Short task - Using the Flickr Commons update below, explain in one to three sentences why the team co-designed a new set of Commons-specific APIs.

Text -
____
There are three main flows of project work for the team:

  1. Flickr Commons nurturing and growing
  2. Start Data Lifeboat
  3. Continue 100-year plan ideation and workshopping

Flickr Commons

Flickr Commons turned 16 years old last week. To celebrate, we launched the first instantiation of a new front door which lives at commons.flickr.org. The intent is to help Commons fans explore the different members’ collections more easily, and get a sense of recent activity across the aggregate. We hope to do another handful of releases over this year and beyond.

The other good news is that we’re nearly, finally, ready to welcome new members into the program. The software that supported new registrations and members had decayed a bit over the last decade, so, working with the company team—thanks Ruppel et al—we’ve co-designed a new set of Commons-specific APIs that will help the Foundation really lean into supporting Flickr Commons members from now on.

We are going to build: 1) a new registration form, 2) improved onboarding resources/workflow, 3) the new discovery layer you can now see at commons.flickr.org, and 4) better admin tools for the team to watch over the health of the program, and the happiness of our members. This will all be rolling out in the first half of this year. I don’t have a date for our first new tranche of members, but rest assured, we’ll let you know!

Later in the year, we want to find out a lot more about Flickr members interact with Flickr Commons and see if we can support them to more easily keep track of their input and progress. If you fit into this group, we’d like to know you!
____
Data listing -
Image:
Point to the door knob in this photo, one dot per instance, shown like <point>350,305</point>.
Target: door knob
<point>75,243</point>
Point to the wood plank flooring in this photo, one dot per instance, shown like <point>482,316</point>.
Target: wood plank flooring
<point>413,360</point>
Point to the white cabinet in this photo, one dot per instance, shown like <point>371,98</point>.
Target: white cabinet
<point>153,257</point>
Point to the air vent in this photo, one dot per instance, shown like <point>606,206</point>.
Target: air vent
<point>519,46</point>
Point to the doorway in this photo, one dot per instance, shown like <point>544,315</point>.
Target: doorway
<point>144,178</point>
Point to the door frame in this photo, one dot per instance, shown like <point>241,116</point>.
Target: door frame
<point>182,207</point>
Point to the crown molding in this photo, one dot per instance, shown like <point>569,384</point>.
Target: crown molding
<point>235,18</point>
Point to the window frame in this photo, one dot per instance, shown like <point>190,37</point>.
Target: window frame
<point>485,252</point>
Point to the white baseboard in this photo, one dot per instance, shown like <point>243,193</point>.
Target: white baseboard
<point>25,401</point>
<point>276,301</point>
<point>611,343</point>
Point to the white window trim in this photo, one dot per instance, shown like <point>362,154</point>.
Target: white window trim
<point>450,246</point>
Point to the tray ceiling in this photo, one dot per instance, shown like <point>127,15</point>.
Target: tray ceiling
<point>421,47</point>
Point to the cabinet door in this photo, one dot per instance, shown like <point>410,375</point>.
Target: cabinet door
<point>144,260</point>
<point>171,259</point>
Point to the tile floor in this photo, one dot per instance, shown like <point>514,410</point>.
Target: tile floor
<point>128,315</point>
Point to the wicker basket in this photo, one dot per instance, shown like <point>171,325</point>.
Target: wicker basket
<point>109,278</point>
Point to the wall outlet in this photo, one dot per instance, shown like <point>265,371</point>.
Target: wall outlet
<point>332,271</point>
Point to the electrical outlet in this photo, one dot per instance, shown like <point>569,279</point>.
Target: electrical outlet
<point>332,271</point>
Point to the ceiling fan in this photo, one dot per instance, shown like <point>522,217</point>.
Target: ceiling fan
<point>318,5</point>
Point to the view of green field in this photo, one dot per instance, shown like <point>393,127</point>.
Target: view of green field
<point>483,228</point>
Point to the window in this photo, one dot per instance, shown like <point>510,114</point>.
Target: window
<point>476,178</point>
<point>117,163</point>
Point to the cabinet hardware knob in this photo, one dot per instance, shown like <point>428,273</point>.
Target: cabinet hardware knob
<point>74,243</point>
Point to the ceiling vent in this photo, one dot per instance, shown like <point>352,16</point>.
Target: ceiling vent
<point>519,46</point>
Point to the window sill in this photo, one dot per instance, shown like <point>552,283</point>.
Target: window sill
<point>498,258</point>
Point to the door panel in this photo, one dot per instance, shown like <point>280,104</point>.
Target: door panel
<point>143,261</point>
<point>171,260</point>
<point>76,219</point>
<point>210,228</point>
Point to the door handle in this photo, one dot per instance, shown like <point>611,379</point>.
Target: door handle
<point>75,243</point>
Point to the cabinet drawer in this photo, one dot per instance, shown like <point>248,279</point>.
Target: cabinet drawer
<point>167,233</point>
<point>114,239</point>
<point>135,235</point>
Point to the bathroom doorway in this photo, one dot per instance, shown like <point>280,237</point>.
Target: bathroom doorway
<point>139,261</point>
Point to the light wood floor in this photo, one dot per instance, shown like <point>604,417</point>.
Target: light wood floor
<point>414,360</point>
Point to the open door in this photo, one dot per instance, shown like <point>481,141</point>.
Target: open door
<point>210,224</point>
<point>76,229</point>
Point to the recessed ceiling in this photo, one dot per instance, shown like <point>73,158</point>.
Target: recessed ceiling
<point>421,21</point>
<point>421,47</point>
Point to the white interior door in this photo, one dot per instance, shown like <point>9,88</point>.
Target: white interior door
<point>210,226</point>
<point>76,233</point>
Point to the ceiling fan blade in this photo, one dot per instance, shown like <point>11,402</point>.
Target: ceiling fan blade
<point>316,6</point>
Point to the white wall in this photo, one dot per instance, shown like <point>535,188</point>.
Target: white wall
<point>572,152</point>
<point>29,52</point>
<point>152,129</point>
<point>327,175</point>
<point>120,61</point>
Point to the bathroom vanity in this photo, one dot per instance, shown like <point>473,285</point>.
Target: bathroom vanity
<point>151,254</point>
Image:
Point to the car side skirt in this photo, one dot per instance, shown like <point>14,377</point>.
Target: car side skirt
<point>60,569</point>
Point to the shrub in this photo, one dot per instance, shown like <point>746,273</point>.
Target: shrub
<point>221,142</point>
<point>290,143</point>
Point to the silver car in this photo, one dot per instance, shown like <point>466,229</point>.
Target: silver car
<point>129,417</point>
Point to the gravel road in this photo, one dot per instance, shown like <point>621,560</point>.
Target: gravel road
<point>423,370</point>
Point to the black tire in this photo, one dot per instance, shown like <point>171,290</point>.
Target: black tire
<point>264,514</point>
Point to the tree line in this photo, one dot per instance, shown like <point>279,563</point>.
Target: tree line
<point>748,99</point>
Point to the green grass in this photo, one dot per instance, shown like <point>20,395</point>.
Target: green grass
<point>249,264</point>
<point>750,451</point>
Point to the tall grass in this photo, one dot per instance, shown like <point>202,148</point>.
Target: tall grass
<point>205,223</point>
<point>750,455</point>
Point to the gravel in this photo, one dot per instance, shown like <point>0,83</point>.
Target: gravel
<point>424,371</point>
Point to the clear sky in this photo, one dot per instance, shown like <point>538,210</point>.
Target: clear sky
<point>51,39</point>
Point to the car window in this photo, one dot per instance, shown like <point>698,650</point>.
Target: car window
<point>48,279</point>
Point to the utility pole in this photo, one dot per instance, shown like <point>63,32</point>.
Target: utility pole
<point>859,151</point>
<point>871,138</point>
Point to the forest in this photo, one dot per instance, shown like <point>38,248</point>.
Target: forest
____
Correct answer - The software that supported new registrations and members had decayed over the last decade. The new APIs, co-designed with the company team, will help the Foundation support Flickr Commons members from now on as the program gets ready to welcome new members.